Input rows:

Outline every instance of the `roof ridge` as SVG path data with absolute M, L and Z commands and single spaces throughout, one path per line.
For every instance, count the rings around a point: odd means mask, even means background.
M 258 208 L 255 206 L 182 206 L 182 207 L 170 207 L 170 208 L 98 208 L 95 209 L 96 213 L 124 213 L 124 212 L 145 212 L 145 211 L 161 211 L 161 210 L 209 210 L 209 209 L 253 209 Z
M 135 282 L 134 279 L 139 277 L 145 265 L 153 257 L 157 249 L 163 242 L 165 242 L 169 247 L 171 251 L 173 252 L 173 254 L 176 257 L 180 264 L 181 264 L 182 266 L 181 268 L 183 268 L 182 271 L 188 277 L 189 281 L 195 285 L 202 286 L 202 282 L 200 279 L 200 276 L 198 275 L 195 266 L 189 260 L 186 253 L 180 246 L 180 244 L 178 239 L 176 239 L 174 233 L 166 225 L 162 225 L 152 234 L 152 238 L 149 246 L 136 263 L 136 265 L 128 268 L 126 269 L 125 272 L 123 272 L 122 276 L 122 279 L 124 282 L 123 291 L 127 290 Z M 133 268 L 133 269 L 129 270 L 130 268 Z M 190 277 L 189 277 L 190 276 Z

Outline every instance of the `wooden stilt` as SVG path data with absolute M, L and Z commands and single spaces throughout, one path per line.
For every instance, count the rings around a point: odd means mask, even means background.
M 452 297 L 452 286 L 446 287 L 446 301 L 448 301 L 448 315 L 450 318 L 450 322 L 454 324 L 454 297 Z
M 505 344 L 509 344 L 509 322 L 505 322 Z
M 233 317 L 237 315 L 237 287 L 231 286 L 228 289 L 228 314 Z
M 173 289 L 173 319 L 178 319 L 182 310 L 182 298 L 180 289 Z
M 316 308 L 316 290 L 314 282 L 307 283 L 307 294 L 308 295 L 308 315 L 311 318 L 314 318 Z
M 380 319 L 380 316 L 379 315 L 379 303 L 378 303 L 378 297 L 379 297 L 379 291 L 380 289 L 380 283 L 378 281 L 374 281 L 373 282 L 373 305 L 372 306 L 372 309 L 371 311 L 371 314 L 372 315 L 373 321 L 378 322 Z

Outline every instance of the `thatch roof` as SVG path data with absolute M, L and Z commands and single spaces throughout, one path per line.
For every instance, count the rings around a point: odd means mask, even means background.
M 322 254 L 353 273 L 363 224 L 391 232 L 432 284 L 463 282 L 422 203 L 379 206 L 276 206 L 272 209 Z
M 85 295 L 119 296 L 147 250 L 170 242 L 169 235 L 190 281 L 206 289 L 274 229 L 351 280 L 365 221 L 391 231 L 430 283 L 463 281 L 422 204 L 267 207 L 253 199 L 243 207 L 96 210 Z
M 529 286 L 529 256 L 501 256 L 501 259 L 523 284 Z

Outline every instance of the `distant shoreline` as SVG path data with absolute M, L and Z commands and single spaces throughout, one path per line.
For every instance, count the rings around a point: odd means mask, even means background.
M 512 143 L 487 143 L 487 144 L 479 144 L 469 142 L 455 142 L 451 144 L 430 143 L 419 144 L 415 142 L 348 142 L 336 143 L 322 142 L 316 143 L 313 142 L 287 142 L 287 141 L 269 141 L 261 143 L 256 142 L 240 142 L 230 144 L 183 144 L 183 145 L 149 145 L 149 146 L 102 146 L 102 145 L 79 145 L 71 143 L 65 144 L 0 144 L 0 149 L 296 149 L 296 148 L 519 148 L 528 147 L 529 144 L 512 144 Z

What is asked: Please format all the rows above as a JSON list of strings, one string per line, leaving out the blank lines.

Answer for this exercise:
[
  "Outline every instance of the `roof ridge` as SVG path data with absolute M, L and Z commands and single spaces throughout, one path per line.",
  "For every instance, count the rings around a point: odd means mask, even means background.",
  "M 258 208 L 255 206 L 182 206 L 182 207 L 170 207 L 170 208 L 98 208 L 95 209 L 96 213 L 124 213 L 124 212 L 145 212 L 145 211 L 161 211 L 161 210 L 209 210 L 209 209 L 253 209 Z",
  "M 135 282 L 134 279 L 139 277 L 145 265 L 153 257 L 157 249 L 163 242 L 165 242 L 169 247 L 171 251 L 173 252 L 173 254 L 176 257 L 180 264 L 181 264 L 182 266 L 181 268 L 183 268 L 182 271 L 188 277 L 189 281 L 195 285 L 202 286 L 202 282 L 200 279 L 200 276 L 198 275 L 195 266 L 189 260 L 186 253 L 180 246 L 180 244 L 178 239 L 176 239 L 174 233 L 166 225 L 162 225 L 152 234 L 152 238 L 149 246 L 136 263 L 136 265 L 128 268 L 126 269 L 125 272 L 123 272 L 122 276 L 122 279 L 124 282 L 123 291 L 127 290 Z M 133 268 L 133 269 L 129 270 L 130 268 Z M 190 277 L 189 277 L 190 276 Z",
  "Outline every instance of the `wooden stilt` as SVG path data with absolute M, L and Z commands and single spaces throughout, one path per line.",
  "For every instance, count the rings around a point: odd means mask, even means background.",
  "M 452 297 L 452 286 L 446 287 L 446 301 L 448 301 L 448 315 L 450 318 L 450 322 L 454 324 L 454 297 Z",
  "M 505 344 L 509 344 L 509 322 L 505 322 Z",
  "M 233 317 L 237 315 L 237 287 L 231 286 L 228 289 L 228 314 Z",
  "M 173 289 L 173 319 L 178 319 L 182 310 L 182 298 L 180 289 Z",
  "M 316 308 L 316 290 L 314 282 L 307 283 L 307 294 L 308 295 L 308 315 L 311 318 L 314 318 Z",
  "M 380 319 L 380 316 L 379 315 L 379 303 L 378 303 L 378 297 L 379 297 L 379 291 L 380 289 L 380 283 L 378 281 L 374 281 L 373 282 L 373 305 L 372 306 L 372 309 L 371 311 L 371 314 L 372 315 L 373 321 L 378 322 Z",
  "Outline every instance of the `thatch roof` as SVG path data with absolute M, L and Z commands and single spaces throughout, one path per line.",
  "For every instance, count the rings around a point: odd means mask, even means background.",
  "M 322 254 L 353 273 L 363 224 L 391 232 L 432 284 L 463 282 L 422 203 L 379 206 L 276 206 L 272 209 Z",
  "M 85 295 L 119 296 L 147 250 L 170 242 L 169 235 L 190 281 L 206 289 L 274 229 L 351 280 L 365 221 L 391 231 L 430 283 L 463 281 L 422 204 L 267 207 L 253 199 L 243 207 L 96 210 Z",
  "M 529 286 L 529 256 L 501 256 L 501 259 L 523 284 Z",
  "Outline every instance of the `distant shoreline` as SVG path data with absolute M, L and Z commands and single spaces throughout, one path per line.",
  "For every instance, count the rings around a point: odd means mask, even means background.",
  "M 512 143 L 487 143 L 487 144 L 479 144 L 469 142 L 455 142 L 451 144 L 430 143 L 419 144 L 415 142 L 348 142 L 336 143 L 322 142 L 316 143 L 313 142 L 287 142 L 287 141 L 269 141 L 261 143 L 256 142 L 240 142 L 230 144 L 183 144 L 183 145 L 149 145 L 149 146 L 102 146 L 102 145 L 79 145 L 71 143 L 65 144 L 0 144 L 0 149 L 296 149 L 296 148 L 519 148 L 528 147 L 529 144 L 512 144 Z"
]